Признав русский народ «негосударственным», Аксаков несколько неожиданно заявляет затем, что в нем живет «дух законности»; последний выражается, например, в том, что все народные восстания в истории России - это восстания «за законную власть против беззаконной», хотя «законность иногда понимается ошибочно». Но этот дух, спешит уточнить Аксаков, совсем не такой, как «дух законного порядка» в западном представлении. Для западного человека «дух законности» состоит в том, чтобы иметь законы, которые были бы общими для него и для власти, исполнялись бы всеми гражданами данного государства. В противном случае, если власть нарушает законы, народ имеет право на восстание (вспомним рассуждения Фонвизина). Но именно поэтому западные народы являются народами «политическими». Не таков русский народ: самая идея «какого-то политического восстания» ему «противна» и основное желание его - существенно иное.
Характеризуя это желание, Аксаков самым решительным образом разделяет власть и народ. Русский народ хочет «оставить для себя свою не политическую, свою внутреннюю общественную жизнь, свои обычаи, свой быт, - жизнь мирную духа <...> Не ища свободы политической, он ищет свободы нравственной, свободы духа, свободы общественной, - народной жизни внутри себя». Таким образом, Константин Аксаков - в письме к новому русскому царю - принципиально отделяет правительство (как «власть от мира сего») от «внутренней» христианской жизни народа. Только эта последняя жизнь является «жизнью духа». Что касается правительства, то в утешение ему Аксаков пишет: «Высокий подвиг совершает тот, кто бодрственно стоит на страже храма в то время, как в нем совершается богослужение»63. Здесь явно присутствует либеральное понимание государства как «ночного сторожа», только оберегающего в данном случае не экономическую, а религиозную жизнь и никак не вмешивающегося в нее.
Обратим внимание: отделено от народа, с точки зрения Аксакова, должно быть не только «правительство» в узком смысле слова, но и «все те, которые служат в государственной службе». Он считает идеалом «древнее разделение России, в понимании Русского человека, на государство и землю (правительство и народ)»64; но, по сути, его идеал - это система какого-то фантастического «духовно-политического» апартеида, какой-то отголосок кастового деления, но только с перевернутой иерархией.

§ §

▸ **Цель задания a**
Выпишите без изменений строки ниже, начиная с той, что содержит «the concrete driveway.», и заканчивая той, что содержит «409 53 551 197».

§ §

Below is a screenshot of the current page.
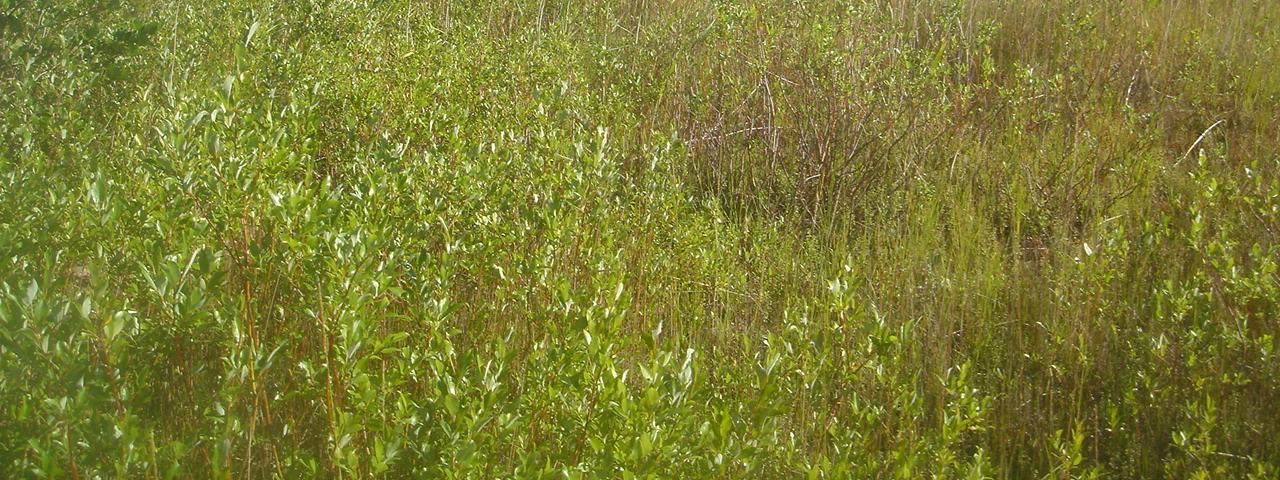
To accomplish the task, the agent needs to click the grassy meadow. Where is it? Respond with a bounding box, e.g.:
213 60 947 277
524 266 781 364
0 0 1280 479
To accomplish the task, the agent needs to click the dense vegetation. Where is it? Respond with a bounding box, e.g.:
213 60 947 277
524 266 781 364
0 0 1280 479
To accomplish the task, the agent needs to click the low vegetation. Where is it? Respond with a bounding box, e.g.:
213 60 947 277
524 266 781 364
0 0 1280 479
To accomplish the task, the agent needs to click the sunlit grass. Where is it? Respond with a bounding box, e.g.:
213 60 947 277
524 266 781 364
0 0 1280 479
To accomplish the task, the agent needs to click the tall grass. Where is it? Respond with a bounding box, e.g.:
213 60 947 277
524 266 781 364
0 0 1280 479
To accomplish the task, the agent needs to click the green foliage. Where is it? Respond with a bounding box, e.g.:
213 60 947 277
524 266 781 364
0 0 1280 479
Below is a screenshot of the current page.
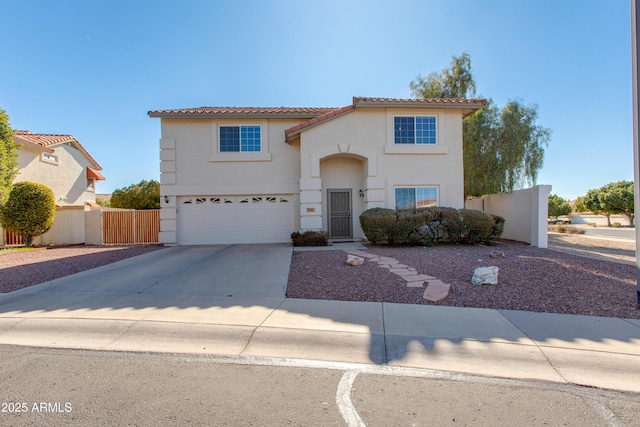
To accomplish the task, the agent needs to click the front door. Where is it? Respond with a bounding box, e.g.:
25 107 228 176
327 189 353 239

§ §

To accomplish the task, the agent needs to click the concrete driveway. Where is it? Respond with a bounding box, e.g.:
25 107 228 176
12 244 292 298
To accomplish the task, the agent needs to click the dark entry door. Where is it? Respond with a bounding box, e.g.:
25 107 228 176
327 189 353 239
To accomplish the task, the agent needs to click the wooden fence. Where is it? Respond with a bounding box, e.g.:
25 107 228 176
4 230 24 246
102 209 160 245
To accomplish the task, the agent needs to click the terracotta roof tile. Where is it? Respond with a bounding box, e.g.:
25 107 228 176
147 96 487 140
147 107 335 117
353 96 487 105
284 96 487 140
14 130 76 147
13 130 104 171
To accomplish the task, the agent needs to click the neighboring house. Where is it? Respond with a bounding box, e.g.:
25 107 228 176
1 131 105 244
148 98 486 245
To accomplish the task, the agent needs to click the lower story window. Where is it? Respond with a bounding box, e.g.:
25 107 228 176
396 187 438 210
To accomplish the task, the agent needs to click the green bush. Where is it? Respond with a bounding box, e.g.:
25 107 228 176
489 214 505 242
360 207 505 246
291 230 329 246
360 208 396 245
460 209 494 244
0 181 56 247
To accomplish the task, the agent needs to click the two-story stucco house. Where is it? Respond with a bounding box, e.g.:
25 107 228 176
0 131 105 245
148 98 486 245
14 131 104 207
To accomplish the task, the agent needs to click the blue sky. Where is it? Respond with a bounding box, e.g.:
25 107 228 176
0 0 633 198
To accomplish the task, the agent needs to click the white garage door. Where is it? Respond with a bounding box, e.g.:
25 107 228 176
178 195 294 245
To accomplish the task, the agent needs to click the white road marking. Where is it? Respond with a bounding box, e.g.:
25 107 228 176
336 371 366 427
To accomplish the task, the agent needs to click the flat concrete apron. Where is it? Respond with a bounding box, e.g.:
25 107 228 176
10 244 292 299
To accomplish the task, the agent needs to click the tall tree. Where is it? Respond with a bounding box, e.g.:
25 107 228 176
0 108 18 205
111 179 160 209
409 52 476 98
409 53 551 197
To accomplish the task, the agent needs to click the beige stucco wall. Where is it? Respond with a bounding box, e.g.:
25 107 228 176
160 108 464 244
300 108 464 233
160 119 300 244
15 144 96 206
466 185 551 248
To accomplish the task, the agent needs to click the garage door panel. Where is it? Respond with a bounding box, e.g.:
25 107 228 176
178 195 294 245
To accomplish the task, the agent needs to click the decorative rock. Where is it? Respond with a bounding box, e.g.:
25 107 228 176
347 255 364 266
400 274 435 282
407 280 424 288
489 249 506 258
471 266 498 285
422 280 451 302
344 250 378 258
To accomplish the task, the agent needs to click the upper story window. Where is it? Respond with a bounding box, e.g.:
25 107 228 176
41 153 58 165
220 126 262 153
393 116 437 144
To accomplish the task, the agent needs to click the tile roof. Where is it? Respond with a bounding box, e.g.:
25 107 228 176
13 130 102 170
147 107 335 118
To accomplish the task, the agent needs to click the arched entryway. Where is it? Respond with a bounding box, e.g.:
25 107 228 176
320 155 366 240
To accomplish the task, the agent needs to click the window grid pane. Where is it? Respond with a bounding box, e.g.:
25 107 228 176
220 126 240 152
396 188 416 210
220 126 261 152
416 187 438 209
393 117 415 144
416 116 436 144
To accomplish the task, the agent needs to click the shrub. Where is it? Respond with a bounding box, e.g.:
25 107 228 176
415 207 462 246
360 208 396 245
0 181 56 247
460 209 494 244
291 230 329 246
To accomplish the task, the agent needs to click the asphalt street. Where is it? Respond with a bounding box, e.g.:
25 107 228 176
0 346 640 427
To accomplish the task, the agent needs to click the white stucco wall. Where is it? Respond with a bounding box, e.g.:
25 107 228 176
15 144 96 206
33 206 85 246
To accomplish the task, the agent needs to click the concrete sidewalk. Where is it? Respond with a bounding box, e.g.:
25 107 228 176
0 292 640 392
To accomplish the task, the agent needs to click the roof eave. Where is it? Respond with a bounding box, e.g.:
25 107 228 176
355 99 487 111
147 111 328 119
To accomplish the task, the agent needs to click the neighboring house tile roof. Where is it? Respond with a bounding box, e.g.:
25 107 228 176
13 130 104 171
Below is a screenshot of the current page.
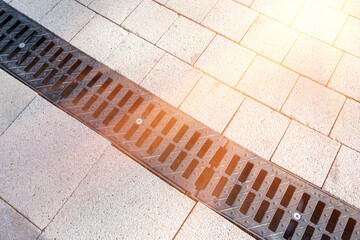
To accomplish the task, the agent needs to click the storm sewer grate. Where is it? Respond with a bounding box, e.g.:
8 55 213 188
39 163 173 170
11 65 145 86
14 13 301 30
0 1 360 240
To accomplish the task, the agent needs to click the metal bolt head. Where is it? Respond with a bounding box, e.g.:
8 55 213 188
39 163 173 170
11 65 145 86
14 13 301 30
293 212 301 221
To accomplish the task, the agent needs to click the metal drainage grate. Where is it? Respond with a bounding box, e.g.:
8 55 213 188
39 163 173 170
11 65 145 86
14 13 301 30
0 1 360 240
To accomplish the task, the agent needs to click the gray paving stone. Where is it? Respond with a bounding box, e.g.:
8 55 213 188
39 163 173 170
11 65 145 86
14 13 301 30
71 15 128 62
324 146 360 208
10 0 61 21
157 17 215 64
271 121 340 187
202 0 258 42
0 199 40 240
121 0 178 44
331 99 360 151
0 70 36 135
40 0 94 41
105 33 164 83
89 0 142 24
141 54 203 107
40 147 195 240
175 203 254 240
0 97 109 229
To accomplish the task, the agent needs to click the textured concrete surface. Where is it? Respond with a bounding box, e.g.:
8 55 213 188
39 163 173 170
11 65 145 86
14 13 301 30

§ §

▸ **Цель задания b**
Ответьте по тексту об Аксакове:
(i) Как Аксаков характеризует все народные восстания в истории России?
(ii) Какое понимание государства, по тексту, явно присутствует в словах о том, кто стоит на страже храма?
(iii) На что, по словам Аксакова, делилась Россия в древнем разделении, которое он считает идеалом?

▸ **Ответ к упражнению a**
To accomplish the task, the agent needs to click the concrete driveway. Where is it? Respond with a bounding box, e.g.:
25 107 228 176
12 244 292 298
To accomplish the task, the agent needs to click the dark entry door. Where is it? Respond with a bounding box, e.g.:
25 107 228 176
327 189 353 239
To accomplish the task, the agent needs to click the wooden fence. Where is it? Respond with a bounding box, e.g.:
25 107 228 176
4 230 24 246
102 209 160 245
To accomplish the task, the agent needs to click the terracotta roof tile. Where is it? Respond with a bounding box, e.g.:
25 107 228 176
147 96 487 140
147 107 335 117
353 96 487 105
284 96 487 140
14 130 76 147
13 130 104 171
To accomplish the task, the agent needs to click the neighboring house. Where is it? Respond with a bounding box, e.g.:
25 107 228 176
1 131 105 244
148 98 486 245
To accomplish the task, the agent needs to click the lower story window. Where is it? Respond with a bounding box, e.g.:
25 107 228 176
396 187 438 210
To accomplish the task, the agent needs to click the green bush. Where is it? Respond with a bounding box, e.g.:
25 107 228 176
489 214 505 242
360 207 505 246
291 230 329 246
360 208 396 245
460 209 494 244
0 181 56 247
To accomplish the task, the agent needs to click the two-story stucco house. Where is it? Respond with a bounding box, e.g.:
25 107 228 176
0 131 105 245
148 98 486 245
14 131 104 207
To accomplish the task, the agent needs to click the blue sky. Where is it? Respond with a bounding box, e.g.:
25 107 228 176
0 0 633 198
To accomplish the task, the agent needs to click the white garage door. Where is it? Respond with a bounding box, e.g.:
25 107 228 176
178 195 294 245
To accomplish the task, the agent needs to click the white road marking. Where is it? Respond with a bounding box, e.g.:
25 107 228 176
336 371 366 427
To accomplish the task, the agent needs to click the flat concrete apron. Where is it? Respond with a bounding box, e.g.:
25 107 228 176
10 244 292 299
To accomplish the task, the agent needs to click the tall tree. Where is it? Respond with a bounding box, e.g.:
25 107 228 176
0 108 18 205
111 179 160 209
409 52 476 98
409 53 551 197

▸ **Ответ к упражнению b**
(i) Это восстания «за законную власть против беззаконной».
(ii) Либеральное понимание государства как «ночного сторожа».
(iii) На государство и землю (правительство и народ).